---- EXTRAIT

A priori, sans en connaître tous les détails, on ne peut accueillir une telle solution numérique qu’avec des préjugés favorables surtout qu’« il doit renforcer la collaboration entre les professionnels de santé, permettre un accès immédiat aux informations médicales d’un patient lors d’une première consultation ou en cas d’urgence, éviter les risques liés aux interactions médicamenteuses ou la réalisation d’actes médicaux redondants ». Si pour le moment seulement 1,9 million de Français disposent d’un DMP, par contre il s’en crée pratiquement 100 000 chaque semaine et la CNAM Caisse Nationale d’Assurance Maladie) ne désespère pas d’enrôler 40 millions de dossiers dans un horizon de cinq ans.
Une solution quasi jumelle, MEDICARD, vient de voir le jour dans notre pays à l’initiative de Madina Conception, une start-up malienne spécialisée dans la recherche et le développement des solutions informatiques sur mesure (L’Essor N°18789 du jeudi 08 novembre 2018). MEDICARD est un « document médical informatisé du patient, accessible via une application mobile ou une carte électronique ». Outre sa facilité d’exploitation, il « renferme toutes les informations essentielles sur la santé d’un patient. Les médecins peuvent accéder rapidement à ces informations en lisant sa carte MEDICARD, à travers leurs smart phones Android munis de l’application mobile MEDICARD ou d’un lecteur de QR Code ou sur un ordinateur de bureau doté du logiciel bureau MEDICARD et du lecteur physique de QR ».

--------
---- DONNÉES EXTRAITES

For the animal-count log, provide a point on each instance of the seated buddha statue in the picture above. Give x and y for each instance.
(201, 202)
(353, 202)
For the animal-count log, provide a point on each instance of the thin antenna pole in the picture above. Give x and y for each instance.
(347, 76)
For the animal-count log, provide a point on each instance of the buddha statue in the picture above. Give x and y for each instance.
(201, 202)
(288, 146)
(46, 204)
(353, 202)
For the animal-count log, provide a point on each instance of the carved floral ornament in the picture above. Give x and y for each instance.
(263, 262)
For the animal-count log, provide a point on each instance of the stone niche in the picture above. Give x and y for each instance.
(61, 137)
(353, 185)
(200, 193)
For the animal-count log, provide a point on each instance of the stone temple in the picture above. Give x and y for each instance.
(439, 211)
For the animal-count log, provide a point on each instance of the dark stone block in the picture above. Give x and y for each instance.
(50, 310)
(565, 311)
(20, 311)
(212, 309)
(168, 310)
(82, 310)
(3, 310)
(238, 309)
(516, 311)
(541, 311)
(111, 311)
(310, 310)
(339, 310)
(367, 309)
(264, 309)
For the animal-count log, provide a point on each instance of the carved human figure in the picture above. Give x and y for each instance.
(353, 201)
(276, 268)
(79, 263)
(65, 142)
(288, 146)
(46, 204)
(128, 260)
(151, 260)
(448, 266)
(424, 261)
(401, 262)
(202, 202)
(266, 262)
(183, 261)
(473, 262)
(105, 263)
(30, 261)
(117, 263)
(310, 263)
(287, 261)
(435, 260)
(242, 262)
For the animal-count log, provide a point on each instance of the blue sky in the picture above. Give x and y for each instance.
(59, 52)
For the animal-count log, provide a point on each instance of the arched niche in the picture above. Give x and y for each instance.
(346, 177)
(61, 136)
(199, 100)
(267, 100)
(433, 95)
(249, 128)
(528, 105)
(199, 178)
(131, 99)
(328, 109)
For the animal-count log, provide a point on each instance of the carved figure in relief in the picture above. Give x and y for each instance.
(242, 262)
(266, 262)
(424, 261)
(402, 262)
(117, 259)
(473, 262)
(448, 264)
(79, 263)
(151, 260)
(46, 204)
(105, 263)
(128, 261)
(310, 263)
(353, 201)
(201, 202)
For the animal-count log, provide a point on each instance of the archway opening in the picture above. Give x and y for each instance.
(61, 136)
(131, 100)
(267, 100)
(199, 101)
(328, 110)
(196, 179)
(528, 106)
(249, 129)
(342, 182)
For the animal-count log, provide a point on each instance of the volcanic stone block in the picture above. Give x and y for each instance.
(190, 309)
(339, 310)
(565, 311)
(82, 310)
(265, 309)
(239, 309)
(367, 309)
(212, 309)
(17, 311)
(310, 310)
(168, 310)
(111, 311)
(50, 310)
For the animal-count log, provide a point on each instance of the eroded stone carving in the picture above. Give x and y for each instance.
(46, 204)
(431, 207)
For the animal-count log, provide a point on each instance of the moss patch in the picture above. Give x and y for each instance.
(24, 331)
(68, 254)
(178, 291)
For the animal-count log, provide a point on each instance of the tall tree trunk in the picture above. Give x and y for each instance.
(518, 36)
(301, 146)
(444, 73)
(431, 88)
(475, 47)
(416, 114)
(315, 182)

--------

__VOS CONSIGNES__.
Répondez à ces questions à partir de l'extrait :
1. Combien de Français disposent pour le moment d'un DMP ?
2. Quelle start-up malienne est à l'initiative de MEDICARD ?
3. Par quels deux moyens le document MEDICARD est-il accessible ?
Les données ci-dessus proviennent d'une autre source que l'extrait.

__VOTRE RÉPONSE__.
1. 1,9 million de Français.
2. Madina Conception.
3. Une application mobile ou une carte électronique.